Emmeline Pethick- Lawrence, Lady Pethick-Lawrence (1867–1954)

by Bassano, 1910

Lawrence, Emmeline Pethick-, Lady Pethick-Lawrence (1867–1954), suffragette, was born on 21 October 1867 in Clifton, Bristol, the second and eldest surviving child in the family of thirteen children (five of whom died in infancy) of Henry Pethick, a nonconformist businessman of Cornish farming stock, and his wife, whose maiden name was Collen, and to whom he was happily married. Emmeline Pethick's early years in Clifton and at the boarding-school in Devizes which she briefly attended from the age of eight were not happy—beset as she was by fear of the unknown, ignorance about sexuality, remorse at committing unintended solecisms, and resentment at perceived injustice. In later life she had no children of her own, yet her lifelong instinctive sympathy with children was striking, and a misunderstood childhood was one experience she shared with her future husband. She portrayed herself later as a truthful and rational child, but to adults she must have seemed wilful and stubborn. Things improved with the family's move to Weston-super-Mare, where she attended a day school and at fifteen a nearby finishing school, and her relationship with her father burgeoned, the first of her three close father–daughter relationships with men. He was courageous but also good fun, and his staunch defence of liberty and justice was a lifelong influence. Many years later she recalled her pride when he defended the Salvation Army against local hooligans: 'in my dumb, childish fashion I simply worshipped him for it, and it forged our relationship for ever' (Votes for Women, 2 May 1913, 439). Her Pethick relations remained central to Emmeline Pethick's social life, but her mother, more conventional in her views, was also affectionately recalled.

Shy, immature, and not pretty, Emmeline Pethick now experienced the twin pressures of socialism and a yearning for independence, and diverged from what was then the young woman's conventional course of marriage and motherhood. Her father eventually shed his Methodism and drifted through other Christian allegiances into unbelief, but it was through going to the Methodist West London Mission in 1890 that Emmeline Pethick realized her potential. Walter Besant's The Children of Gibeon (1886) had inspired her to mix with other social classes in the big city, and here was her opportunity. While philanthropy for women was then often a substitute for a career, it could also sometimes offer an escape from convention—in her case from 'the petty life of a second-rate seaside resort' (Pethick-Lawrence, 95). She delivered her first public speech in a large hall at the mission's anniversary meeting on 21 October 1891. At the mission she met Mary Neal, and in jointly running its working girls' club they discovered their complementary qualities, from which stemmed a lifelong friendship. In 1895 she and Mary Neal planned to leave the mission to found the Espérance Working Girls' Club. Influenced by William Morris, Edward Carpenter, and Walt Whitman, Emmeline Pethick's evangelical background was waning concurrently with the advance of her social concern. But her loss of faith, unlike her father's, was masked through the transfer of her religious emotions to other causes, and during the transition she needed help from her second father–daughter relationship, for 'the strongest influence upon the first half of my life' (ibid., 97) was the evangelical Christian socialist Mark Guy Pearse. Reluctant at first, he eventually gave full backing to her breakaway movement. The club was reinforced in 1897 by the Maison Espérance, a co-operative dressmaking business set up in Wigmore Street, and in 1900 by a hostel at Littlehampton for working girls' holidays.

- [TASK DIRECTIONS]
Condense the paragraph of the biography above that begins "Shy, immature, and not pretty" into a bulleted list that keeps its main facts.

(Dataset records)
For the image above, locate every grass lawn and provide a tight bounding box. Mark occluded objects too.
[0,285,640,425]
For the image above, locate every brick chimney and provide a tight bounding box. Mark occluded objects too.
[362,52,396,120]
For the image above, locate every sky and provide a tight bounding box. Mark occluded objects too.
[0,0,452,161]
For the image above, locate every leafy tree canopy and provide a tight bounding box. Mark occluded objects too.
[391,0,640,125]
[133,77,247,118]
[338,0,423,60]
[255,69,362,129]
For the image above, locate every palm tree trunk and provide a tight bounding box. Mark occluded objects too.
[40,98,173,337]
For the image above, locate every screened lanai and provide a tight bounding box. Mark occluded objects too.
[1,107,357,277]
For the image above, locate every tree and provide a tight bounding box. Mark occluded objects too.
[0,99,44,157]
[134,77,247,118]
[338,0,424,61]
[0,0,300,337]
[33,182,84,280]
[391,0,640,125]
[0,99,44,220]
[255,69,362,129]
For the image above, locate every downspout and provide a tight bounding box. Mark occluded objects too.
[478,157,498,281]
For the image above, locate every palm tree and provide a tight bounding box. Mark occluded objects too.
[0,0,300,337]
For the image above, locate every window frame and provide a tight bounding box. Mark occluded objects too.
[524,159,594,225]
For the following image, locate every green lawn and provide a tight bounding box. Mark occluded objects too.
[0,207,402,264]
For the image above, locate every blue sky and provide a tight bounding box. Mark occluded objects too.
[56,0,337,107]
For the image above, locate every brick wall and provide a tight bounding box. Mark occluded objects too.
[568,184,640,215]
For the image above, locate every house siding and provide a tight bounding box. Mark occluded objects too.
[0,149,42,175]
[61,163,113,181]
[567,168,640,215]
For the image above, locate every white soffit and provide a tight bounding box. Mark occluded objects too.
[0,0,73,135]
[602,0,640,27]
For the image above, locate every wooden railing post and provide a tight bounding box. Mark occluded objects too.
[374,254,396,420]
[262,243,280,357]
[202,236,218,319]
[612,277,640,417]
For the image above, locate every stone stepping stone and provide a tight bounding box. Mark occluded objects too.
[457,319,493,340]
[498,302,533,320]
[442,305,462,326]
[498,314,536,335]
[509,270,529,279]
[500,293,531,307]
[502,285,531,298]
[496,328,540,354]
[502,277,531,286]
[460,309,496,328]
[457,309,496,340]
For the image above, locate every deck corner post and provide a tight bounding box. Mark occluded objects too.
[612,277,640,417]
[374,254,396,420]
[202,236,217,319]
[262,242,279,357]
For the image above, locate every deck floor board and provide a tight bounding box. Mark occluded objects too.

- [EXPECTED ANSWER]
- Shy, immature, and not pretty, Emmeline Pethick was drawn toward socialism and independence. She departed from the conventional path of marriage and motherhood.
- Her father eventually left Methodism and moved through other Christian allegiances into unbelief.
- Inspired by Walter Besant's The Children of Gibeon (1886) to mix with other social classes, she realized her potential at the Methodist West London Mission, which she joined in 1890.
- Philanthropy offered her an escape from "the petty life of a second-rate seaside resort."
- She gave her first public speech at the mission's anniversary meeting on 21 October 1891.
- At the mission she met Mary Neal. Running its working girls' club together began a lifelong friendship.
- In 1895 the two planned to leave and found the Espérance Working Girls' Club.
- Under the influence of William Morris, Edward Carpenter, and Walt Whitman, her evangelical faith waned as her social concern grew. She transferred her religious emotions to other causes.
- The evangelical Christian socialist Mark Guy Pearse helped her through this transition in her second father–daughter relationship. Though reluctant at first, he eventually backed her breakaway movement fully.
- The club was reinforced in 1897 by the Maison Espérance, a co-operative dressmaking business in Wigmore Street. In 1900 a holiday hostel for working girls was added at Littlehampton.